> **Quoted passage**
Although most people travel openly in public and do not take precautions about being seen, they do not thereby consent to being tracked. Nor do they expect their phones to be used as tracking devices. So should there be limits to the government's use of location data gathered from cell phones, mobile apps and public video cameras?
What is permissible for other governments to do to Americans? Is the U.S. government protecting Americans from surveillance by foreign governments, or is it sharing our secrets with them? Does the U.S. intelligence community recognize any privacy rights at all for citizens of other countries?
What about attorney-client privilege? Doctor-patient confidentiality? Journalist-source secrecy? Should those be shielded from the scrutiny of U.S. intelligence, either at home or abroad? Should U.S. legislators and judges be subject to the same surveillance as everyone else?
Is the very act of collecting massive amounts of information about Americans and putting it into a giant database a violation of privacy? Or does it matter only when and if that information is accessed and used by officials?

> **Material provided**

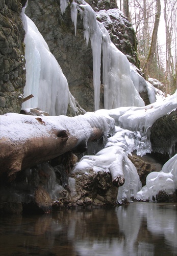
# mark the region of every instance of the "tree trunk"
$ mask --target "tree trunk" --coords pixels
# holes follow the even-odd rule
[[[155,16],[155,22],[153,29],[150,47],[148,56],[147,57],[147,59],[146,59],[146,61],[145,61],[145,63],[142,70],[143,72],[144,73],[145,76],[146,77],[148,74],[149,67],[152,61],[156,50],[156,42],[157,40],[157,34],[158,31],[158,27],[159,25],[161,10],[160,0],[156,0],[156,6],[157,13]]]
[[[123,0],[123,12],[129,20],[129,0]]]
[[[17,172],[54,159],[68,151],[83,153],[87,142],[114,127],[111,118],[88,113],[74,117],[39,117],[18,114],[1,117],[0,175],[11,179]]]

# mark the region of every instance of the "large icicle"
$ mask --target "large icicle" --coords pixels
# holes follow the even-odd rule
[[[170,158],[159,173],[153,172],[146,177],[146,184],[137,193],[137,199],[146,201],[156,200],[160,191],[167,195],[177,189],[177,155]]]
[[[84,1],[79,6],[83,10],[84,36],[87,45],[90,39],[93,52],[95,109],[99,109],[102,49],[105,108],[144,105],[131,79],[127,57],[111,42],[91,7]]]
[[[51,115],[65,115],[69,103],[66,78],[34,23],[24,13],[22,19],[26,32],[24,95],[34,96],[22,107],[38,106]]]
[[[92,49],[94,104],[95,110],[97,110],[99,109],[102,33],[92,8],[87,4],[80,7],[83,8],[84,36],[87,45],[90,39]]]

---

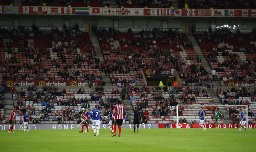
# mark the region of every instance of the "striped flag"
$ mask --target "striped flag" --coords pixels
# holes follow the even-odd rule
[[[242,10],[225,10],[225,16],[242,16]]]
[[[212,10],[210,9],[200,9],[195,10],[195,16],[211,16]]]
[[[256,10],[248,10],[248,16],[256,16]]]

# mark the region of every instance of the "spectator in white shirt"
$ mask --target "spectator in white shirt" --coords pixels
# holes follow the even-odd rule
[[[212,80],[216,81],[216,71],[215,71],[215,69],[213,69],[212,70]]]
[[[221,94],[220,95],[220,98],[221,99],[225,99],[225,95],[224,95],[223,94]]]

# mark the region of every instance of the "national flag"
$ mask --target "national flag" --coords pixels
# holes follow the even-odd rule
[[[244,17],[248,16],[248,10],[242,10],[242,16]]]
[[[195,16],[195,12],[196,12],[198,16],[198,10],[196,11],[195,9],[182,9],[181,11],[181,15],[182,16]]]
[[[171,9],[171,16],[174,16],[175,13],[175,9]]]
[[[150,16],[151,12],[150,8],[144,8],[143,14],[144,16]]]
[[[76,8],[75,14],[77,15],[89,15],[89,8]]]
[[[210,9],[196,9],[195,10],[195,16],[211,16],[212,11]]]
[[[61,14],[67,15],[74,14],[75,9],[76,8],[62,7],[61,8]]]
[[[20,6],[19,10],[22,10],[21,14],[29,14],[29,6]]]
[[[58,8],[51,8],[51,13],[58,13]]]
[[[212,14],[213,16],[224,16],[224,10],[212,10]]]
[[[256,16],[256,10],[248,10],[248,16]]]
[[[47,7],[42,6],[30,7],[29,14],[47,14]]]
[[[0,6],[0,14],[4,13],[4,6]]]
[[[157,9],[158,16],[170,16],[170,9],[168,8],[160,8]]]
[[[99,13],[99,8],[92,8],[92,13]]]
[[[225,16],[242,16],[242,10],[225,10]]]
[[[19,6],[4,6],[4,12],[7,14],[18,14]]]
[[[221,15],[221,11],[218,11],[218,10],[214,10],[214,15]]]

* * *

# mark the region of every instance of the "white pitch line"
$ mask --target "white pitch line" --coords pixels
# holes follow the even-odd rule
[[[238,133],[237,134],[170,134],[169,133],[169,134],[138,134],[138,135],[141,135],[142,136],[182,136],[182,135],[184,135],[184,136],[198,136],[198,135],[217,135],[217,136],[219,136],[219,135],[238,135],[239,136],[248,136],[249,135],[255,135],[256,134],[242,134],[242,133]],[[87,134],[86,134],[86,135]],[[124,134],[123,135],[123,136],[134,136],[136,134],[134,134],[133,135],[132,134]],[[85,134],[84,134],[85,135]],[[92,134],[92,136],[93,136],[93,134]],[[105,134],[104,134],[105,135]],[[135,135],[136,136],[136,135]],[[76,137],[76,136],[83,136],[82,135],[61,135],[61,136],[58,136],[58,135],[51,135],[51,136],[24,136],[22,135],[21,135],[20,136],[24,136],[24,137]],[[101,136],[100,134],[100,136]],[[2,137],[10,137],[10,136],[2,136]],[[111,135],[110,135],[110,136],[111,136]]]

> **Assigned task A**
Answer these from the surveillance passage:
(i) What does the passage say people do not expect their phones to be used as?
(ii) Which three sources of location data does it list?
(iii) Besides attorney-client privilege, what two other protected relationships does it name?
> **Assigned task B**
Carry the surveillance passage forward from its final sentence.

> **Your response A**
(i) Tracking devices.
(ii) Cell phones, mobile apps and public video cameras.
(iii) Doctor-patient confidentiality and journalist-source secrecy.

> **Your response B**
Secure encryption protects Internet commerce, provides security and authenticates identity. Should Americans grant the government the power to undermine it? If so, under what circumstances?
And why should we trust what government officials say about surveillance programs? If nothing else, the Snowden leaks have made it painfully obvious that officials have misled the public for a very long time.
Despite such dishonesty, Americans are being asked to trust that the government will access its massive databases only for legitimate investigative purposes. We are being asked to trust the intelligence community to police itself.
How can the public be confident that any of the rules meant to protect its privacy are really being enforced? How can we be confident that the government can even keep track of what it is doing?
Finally, how much of the surveillance regime itself really needs to be secret? Al-Qaeda operatives are surely aware that the government is watching them in countless ways. What could more disclosure about the general nature of the programs tell them that they do not already surmise? How can Americans assert their rights against encroachment from such programs if they remain ignorant about them?
The Snowden revelations have been so numerous that they are still being processed, and more are to come. Predicting the public's reaction is difficult: More shocks could bring numbness and paralysis — or they could stimulate the public's desire for a coming-to-terms.
The public and the press have perhaps been cowed from demanding a more open and frank discussion of these issues in deference to national security concerns. But the Snowden revelations demand more of us.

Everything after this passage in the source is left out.